▸ BRIEF
Give back the full listing verbatim, apart from its images.
(EXERCISE INPUT)
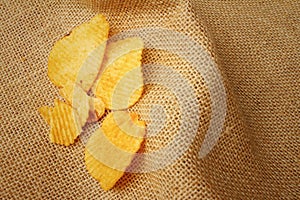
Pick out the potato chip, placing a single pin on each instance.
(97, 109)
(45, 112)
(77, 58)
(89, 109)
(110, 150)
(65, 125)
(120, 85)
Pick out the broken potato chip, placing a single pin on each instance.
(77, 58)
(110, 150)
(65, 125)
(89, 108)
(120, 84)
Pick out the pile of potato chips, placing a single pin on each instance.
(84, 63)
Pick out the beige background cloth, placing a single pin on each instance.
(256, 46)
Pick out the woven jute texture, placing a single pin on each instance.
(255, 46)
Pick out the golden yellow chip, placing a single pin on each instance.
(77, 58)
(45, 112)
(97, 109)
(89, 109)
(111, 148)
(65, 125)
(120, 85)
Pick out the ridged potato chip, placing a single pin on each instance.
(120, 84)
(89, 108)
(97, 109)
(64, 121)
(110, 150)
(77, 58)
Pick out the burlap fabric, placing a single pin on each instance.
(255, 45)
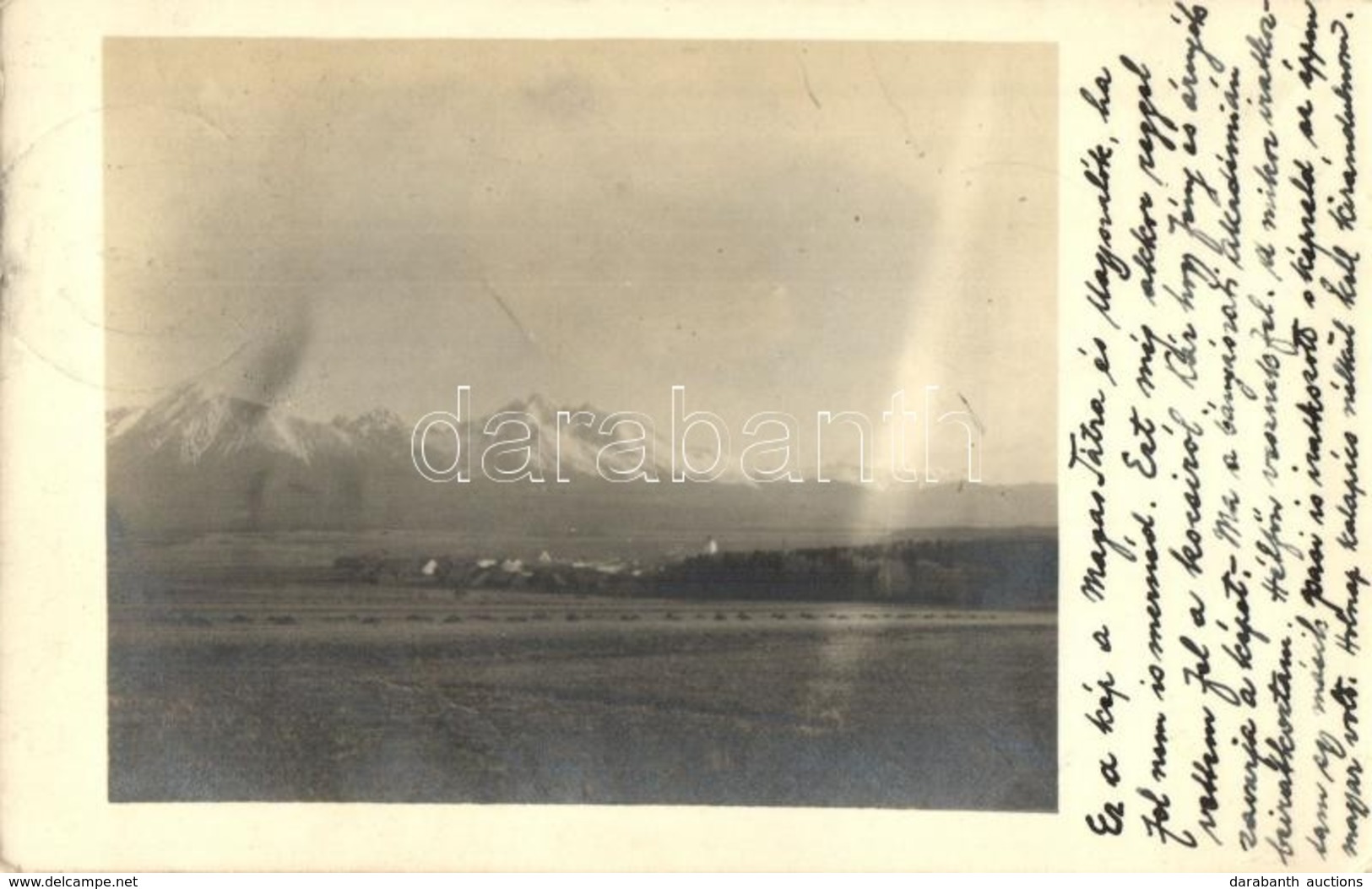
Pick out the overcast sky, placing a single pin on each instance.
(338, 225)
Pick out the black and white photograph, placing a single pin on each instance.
(End EXERCISE INPUT)
▸ EXERCISE OUTPUT
Pick out the potato chip, placing a single pin on each instance.
(97, 109)
(45, 112)
(77, 58)
(89, 109)
(110, 150)
(65, 125)
(120, 85)
Pick out the broken potato chip, placing a single pin on each instance.
(77, 58)
(110, 150)
(65, 125)
(89, 108)
(120, 84)
Pick out the pile of potato chips, placing a single pin on each instance.
(84, 63)
Pick out the beige background cloth, placing a single pin on each instance.
(256, 46)
Pick out the woven jute texture, placing a single pin on each instance.
(255, 46)
Pick out the golden yellow chip, placing a single pin on each instance.
(77, 58)
(45, 112)
(97, 109)
(89, 109)
(111, 148)
(65, 125)
(120, 85)
Pick out the ridged potato chip, placing a single pin on each instance.
(120, 84)
(89, 108)
(97, 109)
(64, 121)
(110, 150)
(77, 58)
Pick out the burlap fabric, placing a single pin on each instance.
(255, 45)
Pick out the overcast sky, placing a single pin on each instance.
(338, 225)
Pick out the black and white photograph, placing a single pin on each instance.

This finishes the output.